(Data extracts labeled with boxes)
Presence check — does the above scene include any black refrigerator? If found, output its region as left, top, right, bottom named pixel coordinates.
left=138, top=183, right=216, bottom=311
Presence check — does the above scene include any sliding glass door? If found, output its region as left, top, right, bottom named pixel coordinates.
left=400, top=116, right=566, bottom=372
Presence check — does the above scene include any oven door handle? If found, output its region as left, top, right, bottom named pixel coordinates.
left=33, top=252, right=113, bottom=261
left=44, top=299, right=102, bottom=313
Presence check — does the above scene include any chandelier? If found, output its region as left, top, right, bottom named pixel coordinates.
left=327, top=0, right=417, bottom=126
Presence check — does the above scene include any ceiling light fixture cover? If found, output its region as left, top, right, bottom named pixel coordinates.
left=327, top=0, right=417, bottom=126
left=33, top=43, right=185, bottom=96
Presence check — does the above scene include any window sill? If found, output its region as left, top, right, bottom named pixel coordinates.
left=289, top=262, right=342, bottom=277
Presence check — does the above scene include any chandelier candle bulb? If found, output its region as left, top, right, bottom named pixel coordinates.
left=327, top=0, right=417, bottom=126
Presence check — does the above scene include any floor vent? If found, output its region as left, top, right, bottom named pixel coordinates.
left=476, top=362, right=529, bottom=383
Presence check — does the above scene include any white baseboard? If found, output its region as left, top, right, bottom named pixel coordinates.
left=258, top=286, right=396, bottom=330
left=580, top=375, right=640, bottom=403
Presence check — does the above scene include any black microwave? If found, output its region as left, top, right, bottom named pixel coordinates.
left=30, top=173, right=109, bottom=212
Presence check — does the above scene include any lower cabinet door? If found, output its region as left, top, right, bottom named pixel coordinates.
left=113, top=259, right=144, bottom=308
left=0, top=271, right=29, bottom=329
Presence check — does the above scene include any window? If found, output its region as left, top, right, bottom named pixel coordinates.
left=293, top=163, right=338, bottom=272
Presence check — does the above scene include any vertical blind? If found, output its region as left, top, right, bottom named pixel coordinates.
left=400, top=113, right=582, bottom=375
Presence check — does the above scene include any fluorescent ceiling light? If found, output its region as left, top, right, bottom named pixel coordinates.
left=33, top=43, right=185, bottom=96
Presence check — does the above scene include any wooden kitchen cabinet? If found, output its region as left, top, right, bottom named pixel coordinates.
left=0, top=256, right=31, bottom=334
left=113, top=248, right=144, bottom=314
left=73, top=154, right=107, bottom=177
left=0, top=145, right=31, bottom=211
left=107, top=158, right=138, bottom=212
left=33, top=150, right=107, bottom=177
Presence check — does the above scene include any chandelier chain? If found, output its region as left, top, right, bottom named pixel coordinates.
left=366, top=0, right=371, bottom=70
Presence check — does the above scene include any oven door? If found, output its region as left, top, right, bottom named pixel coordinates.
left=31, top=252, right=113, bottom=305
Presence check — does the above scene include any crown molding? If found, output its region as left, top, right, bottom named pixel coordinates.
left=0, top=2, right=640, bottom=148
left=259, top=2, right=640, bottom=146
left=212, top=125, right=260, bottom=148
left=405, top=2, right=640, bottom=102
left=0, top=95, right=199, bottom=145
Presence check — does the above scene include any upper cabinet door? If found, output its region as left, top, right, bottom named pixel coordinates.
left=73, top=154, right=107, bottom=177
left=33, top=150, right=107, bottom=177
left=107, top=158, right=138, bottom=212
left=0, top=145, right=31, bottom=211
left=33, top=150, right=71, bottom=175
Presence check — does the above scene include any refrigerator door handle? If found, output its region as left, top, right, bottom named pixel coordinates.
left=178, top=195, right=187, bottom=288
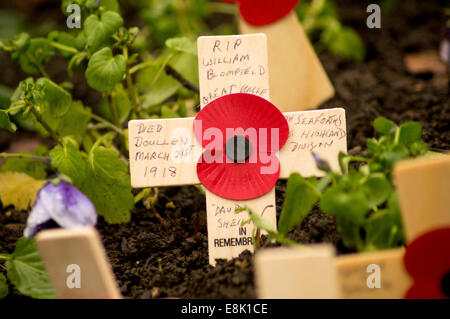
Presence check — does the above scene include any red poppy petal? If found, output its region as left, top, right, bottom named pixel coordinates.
left=194, top=93, right=289, bottom=153
left=405, top=279, right=447, bottom=299
left=197, top=151, right=280, bottom=200
left=239, top=0, right=299, bottom=26
left=405, top=227, right=450, bottom=280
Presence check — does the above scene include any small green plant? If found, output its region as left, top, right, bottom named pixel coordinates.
left=0, top=237, right=55, bottom=299
left=0, top=0, right=207, bottom=298
left=296, top=0, right=365, bottom=61
left=0, top=0, right=202, bottom=223
left=246, top=117, right=428, bottom=251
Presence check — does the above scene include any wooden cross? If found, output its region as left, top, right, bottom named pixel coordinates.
left=128, top=34, right=347, bottom=265
left=36, top=227, right=121, bottom=299
left=239, top=11, right=334, bottom=112
left=255, top=155, right=450, bottom=299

Written exercise
Copy out, unchanged, every line of the data above from the line containing "oven door handle?" through the line containing "left=289, top=262, right=342, bottom=277", including both of those lines.

Solution
Presence check — does the above scene include any oven door handle? If found, output its region as left, top, right, bottom named pixel coordinates.
left=33, top=252, right=113, bottom=261
left=44, top=299, right=102, bottom=313
Presence check — does the above scene include any chandelier? If found, output its region as left, top, right, bottom named pixel coordinates.
left=327, top=0, right=417, bottom=126
Presence check — does the above scene include any ceiling light fixture cover? If found, output its region as left, top, right, bottom named pixel coordinates.
left=327, top=0, right=417, bottom=126
left=33, top=43, right=185, bottom=96
Presence check — does the above scene include any window sill? If found, output its region as left, top, right, bottom named pixel coordinates.
left=289, top=262, right=342, bottom=277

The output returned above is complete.